Reproduce the listing word for word. Skip any image.

_____

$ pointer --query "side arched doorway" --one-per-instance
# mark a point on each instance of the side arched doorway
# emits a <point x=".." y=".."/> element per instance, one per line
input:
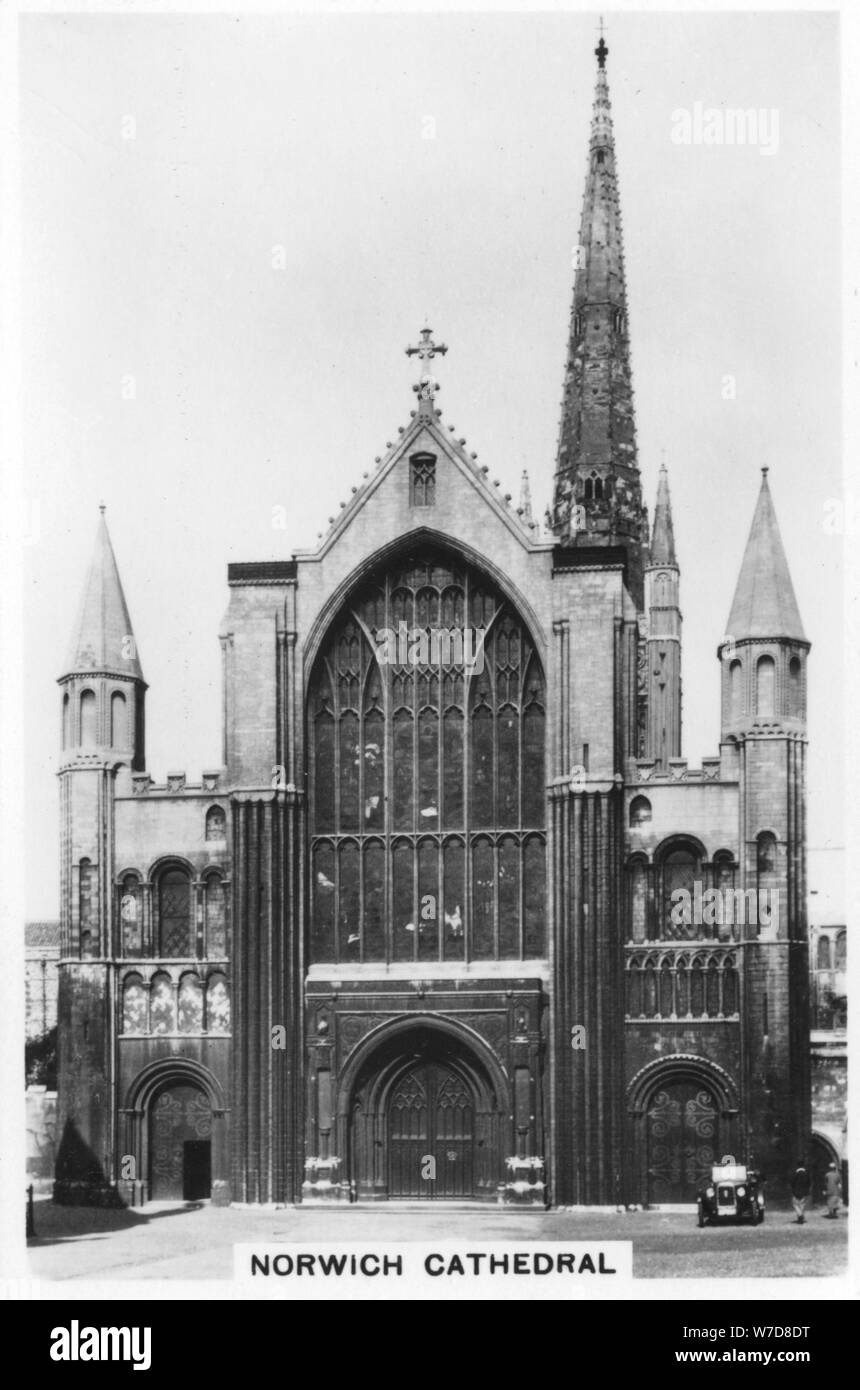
<point x="425" y="1121"/>
<point x="181" y="1144"/>
<point x="684" y="1119"/>
<point x="174" y="1134"/>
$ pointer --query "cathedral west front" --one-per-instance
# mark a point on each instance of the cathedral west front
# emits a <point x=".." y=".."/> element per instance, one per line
<point x="450" y="918"/>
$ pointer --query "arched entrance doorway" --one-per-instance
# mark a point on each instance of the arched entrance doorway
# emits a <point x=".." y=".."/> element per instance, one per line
<point x="684" y="1116"/>
<point x="179" y="1143"/>
<point x="425" y="1122"/>
<point x="682" y="1140"/>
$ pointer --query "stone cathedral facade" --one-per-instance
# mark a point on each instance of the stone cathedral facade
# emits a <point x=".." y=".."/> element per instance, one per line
<point x="421" y="934"/>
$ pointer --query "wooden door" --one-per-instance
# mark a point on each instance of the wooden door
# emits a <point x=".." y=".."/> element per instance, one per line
<point x="682" y="1141"/>
<point x="181" y="1114"/>
<point x="431" y="1122"/>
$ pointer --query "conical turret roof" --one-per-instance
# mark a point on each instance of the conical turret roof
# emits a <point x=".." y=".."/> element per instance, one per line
<point x="764" y="601"/>
<point x="103" y="638"/>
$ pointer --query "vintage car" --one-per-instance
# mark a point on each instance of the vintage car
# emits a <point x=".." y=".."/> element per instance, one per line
<point x="734" y="1193"/>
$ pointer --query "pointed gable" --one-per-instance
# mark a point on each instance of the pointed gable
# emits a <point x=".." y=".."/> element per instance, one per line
<point x="103" y="638"/>
<point x="764" y="601"/>
<point x="425" y="438"/>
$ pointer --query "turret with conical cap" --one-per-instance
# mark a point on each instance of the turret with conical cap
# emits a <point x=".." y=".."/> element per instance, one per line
<point x="103" y="692"/>
<point x="103" y="681"/>
<point x="763" y="670"/>
<point x="763" y="655"/>
<point x="598" y="498"/>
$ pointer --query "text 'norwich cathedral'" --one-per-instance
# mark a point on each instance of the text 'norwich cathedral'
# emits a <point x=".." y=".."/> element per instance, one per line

_____

__Answer for the task__.
$ pointer --query "side arched doorway" --one-per-instance
# mark a point on each instance of the side arched doorway
# emits a <point x=".." y=".."/> element per instance, one per line
input:
<point x="425" y="1121"/>
<point x="181" y="1144"/>
<point x="684" y="1119"/>
<point x="174" y="1134"/>
$ pointer --query "cathedral west front" --one-per-instance
# mark a point on each instance of the cathedral west front
# emits a <point x=".." y=".."/> element per instance, one per line
<point x="450" y="918"/>
$ pointer --query "arched entrance doorway" --one-per-instance
# mark a point on each instance of the arched entrance doorway
# emits a <point x=".." y=".."/> element per instance, one per line
<point x="684" y="1116"/>
<point x="179" y="1143"/>
<point x="425" y="1122"/>
<point x="682" y="1140"/>
$ pointer --query "stone cathedral facade" --one-per-instance
# mark a point on each instance of the stone cathedral facade
# emits a <point x=".." y=".."/> element per instance, one per line
<point x="421" y="934"/>
$ pointer --query "wooden door" --one-per-instance
# mark a point on each instance of the wooden door
# emits a <point x=".." y=".."/> element per instance, one per line
<point x="682" y="1141"/>
<point x="181" y="1114"/>
<point x="431" y="1122"/>
$ pointer --query "conical turret roof" --one-per-instance
# mark a point on each instance of the conical turret roof
# emits a <point x=".." y=".."/> element per instance, one per line
<point x="764" y="601"/>
<point x="103" y="638"/>
$ pointer --query "vintage car" --one-per-instance
# mark a point on each instance of the vintage car
# emits a <point x=".." y=".."/> element per instance, one per line
<point x="734" y="1193"/>
$ pointer --query "pointed gable" --one-per-instance
# mark a point on each instance of the pointed gable
# emits a <point x=".." y=".."/> element per instance, one per line
<point x="103" y="638"/>
<point x="764" y="601"/>
<point x="425" y="438"/>
$ pointer --query "turret with conical cap" --one-per-instance
# mark a point on each instance of the turret with conical cap
# emits a <point x=".." y=".."/> element per instance, one per line
<point x="103" y="692"/>
<point x="103" y="681"/>
<point x="763" y="670"/>
<point x="763" y="655"/>
<point x="598" y="498"/>
$ pointer --query "text 'norwich cathedral'" --one-per-instance
# mark a point on each instance of the text 'norwich cathedral'
# emits a <point x=".." y=".."/> element per instance, one per line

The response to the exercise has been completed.